> [Article]
(begin)
May 4, 2005 - It began Friday, April 29, on a wind-swept afternoon at the Tucson Racquet Club, and ended 16 hours later with six champions, when Tucson played host to this year's Class 4A boys and girls tennis state tournament.
The mini-Wimbledon feel of the two-day tourney, replete with its barbecues, hoards of fans and T-shirt vendors, gave way to the best tennis the state has to offer. After all, the glory is the reason why most compete in the singles and doubles formats of the tournament.
"This is our whole season compacted into three days," said Catalina Foothills High School head coach Robb Salant.
All told, Foothills boys and girls were represented in all but one finals match, crowning two state champs and five state runners-up.
After a lengthy afternoon of tennis on Friday that halved the field, 24 players returned the following day, each with one goal in common, win one of the four state titles on the line. Saturday did not disappoint.
With play beginning at 11 a.m. on Saturday, following each match as it occurred simultaneously could have proved daunting for the fan looking to catch a glimpse of each player in action. For those that did make it to each court on Saturday, this is what they might have seen.
Arguably the match-up of the year begins with the rest of the day's semifinals matches as Class 4A defending champ Torrie Browning of Ironwood Ridge High School squares off against Foothills' BreAnn Cheung. The battle is the rubber match between the two seniors who split two matches during the year. A strong backcourt and groundstroke game is about the only thing the free-spirited Cheung, No. 2, and the stoically intense Browning, No. 11, have in common.
(end)
> [Data supplied]
(begin)
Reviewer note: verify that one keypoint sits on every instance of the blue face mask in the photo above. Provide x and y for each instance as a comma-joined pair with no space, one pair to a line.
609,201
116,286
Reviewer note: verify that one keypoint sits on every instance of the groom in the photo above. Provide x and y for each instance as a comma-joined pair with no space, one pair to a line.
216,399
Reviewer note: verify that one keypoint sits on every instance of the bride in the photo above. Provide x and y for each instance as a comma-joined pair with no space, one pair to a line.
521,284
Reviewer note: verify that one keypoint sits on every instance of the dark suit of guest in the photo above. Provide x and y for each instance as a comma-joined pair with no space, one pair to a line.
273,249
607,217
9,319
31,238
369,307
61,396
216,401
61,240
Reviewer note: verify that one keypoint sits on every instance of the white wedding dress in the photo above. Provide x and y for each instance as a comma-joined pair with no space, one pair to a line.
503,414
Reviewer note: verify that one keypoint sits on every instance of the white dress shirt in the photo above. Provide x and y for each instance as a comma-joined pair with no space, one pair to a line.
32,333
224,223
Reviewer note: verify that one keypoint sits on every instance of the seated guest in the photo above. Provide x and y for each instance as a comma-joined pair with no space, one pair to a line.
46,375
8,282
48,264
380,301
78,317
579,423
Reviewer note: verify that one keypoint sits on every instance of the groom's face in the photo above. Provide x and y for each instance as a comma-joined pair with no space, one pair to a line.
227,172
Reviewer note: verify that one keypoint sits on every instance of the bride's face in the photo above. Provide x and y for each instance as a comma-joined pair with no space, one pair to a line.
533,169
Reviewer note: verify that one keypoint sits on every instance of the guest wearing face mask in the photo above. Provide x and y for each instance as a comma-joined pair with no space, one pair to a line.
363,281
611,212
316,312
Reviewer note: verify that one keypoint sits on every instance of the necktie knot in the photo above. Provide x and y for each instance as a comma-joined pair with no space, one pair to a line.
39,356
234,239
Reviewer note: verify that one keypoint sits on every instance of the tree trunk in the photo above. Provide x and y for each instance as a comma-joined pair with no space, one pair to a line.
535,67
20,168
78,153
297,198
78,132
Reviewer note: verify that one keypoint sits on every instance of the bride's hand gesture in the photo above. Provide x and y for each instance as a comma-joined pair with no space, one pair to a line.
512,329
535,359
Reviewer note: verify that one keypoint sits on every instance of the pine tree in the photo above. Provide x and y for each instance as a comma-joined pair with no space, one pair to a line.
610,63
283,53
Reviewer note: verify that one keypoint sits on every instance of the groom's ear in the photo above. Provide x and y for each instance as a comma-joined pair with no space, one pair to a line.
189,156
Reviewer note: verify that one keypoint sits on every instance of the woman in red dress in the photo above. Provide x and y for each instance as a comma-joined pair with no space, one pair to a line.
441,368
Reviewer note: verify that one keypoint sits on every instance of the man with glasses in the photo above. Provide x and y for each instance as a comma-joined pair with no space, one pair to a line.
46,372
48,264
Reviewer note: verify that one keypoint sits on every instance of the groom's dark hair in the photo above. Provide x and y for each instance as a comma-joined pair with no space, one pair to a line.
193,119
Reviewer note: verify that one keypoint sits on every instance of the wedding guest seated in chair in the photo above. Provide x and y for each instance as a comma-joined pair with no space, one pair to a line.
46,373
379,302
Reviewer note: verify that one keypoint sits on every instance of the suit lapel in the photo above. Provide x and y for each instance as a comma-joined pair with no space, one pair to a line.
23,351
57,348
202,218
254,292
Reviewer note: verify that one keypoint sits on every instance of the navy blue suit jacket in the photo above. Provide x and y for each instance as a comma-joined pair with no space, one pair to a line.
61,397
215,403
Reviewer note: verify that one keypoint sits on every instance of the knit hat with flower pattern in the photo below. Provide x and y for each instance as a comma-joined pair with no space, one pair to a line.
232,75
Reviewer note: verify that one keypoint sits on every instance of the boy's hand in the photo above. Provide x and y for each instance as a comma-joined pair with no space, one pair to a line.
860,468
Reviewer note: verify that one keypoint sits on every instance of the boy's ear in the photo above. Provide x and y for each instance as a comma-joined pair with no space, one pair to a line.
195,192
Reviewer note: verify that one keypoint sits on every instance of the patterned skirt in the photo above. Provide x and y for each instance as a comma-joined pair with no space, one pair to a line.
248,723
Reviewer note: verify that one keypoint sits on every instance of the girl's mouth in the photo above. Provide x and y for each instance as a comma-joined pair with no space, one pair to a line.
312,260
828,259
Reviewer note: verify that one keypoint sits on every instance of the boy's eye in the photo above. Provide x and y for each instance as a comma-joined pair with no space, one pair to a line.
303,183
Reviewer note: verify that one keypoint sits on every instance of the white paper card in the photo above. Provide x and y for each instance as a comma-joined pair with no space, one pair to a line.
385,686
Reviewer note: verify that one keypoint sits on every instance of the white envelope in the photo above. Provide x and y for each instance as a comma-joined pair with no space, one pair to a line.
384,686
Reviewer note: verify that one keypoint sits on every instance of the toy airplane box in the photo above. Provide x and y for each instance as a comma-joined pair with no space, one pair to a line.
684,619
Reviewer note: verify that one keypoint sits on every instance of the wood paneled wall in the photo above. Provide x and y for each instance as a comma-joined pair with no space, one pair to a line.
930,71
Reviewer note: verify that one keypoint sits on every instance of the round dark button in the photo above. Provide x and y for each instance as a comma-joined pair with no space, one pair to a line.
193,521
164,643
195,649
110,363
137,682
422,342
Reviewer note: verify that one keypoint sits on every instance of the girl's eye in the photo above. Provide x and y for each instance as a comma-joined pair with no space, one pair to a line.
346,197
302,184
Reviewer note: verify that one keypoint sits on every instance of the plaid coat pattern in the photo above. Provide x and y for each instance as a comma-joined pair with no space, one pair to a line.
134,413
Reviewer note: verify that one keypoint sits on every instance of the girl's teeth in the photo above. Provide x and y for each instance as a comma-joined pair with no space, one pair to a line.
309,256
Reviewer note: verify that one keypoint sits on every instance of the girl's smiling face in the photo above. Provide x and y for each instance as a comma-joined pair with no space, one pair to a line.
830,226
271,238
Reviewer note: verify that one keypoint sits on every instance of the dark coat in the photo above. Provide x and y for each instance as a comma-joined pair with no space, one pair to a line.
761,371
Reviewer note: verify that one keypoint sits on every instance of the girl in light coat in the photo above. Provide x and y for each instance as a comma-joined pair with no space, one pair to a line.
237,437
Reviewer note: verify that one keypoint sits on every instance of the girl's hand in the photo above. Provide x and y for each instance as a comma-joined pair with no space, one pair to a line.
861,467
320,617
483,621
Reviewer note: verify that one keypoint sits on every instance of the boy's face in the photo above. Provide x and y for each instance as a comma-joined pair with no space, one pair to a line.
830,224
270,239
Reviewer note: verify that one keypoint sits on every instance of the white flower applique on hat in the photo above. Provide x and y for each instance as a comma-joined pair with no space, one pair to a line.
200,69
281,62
(end)
> [Stated problem 1]
According to the article on the state tennis tournament, how many players returned for play on Saturday?
> [Stated problem 2]
Extract every line of the entries that contains the word "face". Case counts.

> [Task result 1]
24 players returned on Saturday.

> [Task result 2]
Reviewer note: verify that one keypoint sits on every instance of the blue face mask in the photo above. Provide x and y for each instance as a comma-joined pair with no space, one pair to a line.
Reviewer note: verify that one keypoint sits on every instance of the groom's face in the photo above. Provide x and y for each instance as a comma-joined pair with no space, one pair to a line.
Reviewer note: verify that one keypoint sits on every instance of the bride's face in the photo above. Provide x and y for each instance as a comma-joined pair with no space, one pair to a line.
Reviewer note: verify that one keypoint sits on every instance of the guest wearing face mask in the photo above. Provide x and y for each instance as a comma-joined pair with no space, one pair to a line.
Reviewer note: verify that one keypoint sits on every instance of the girl's smiling face in the photo above. Provide x and y for each instance as a comma-joined pair with no space, one pair to a line.
Reviewer note: verify that one keypoint sits on every instance of the boy's face in the photo above. Provide x and y for each instance as a comma-joined pair with no space, one pair to a line.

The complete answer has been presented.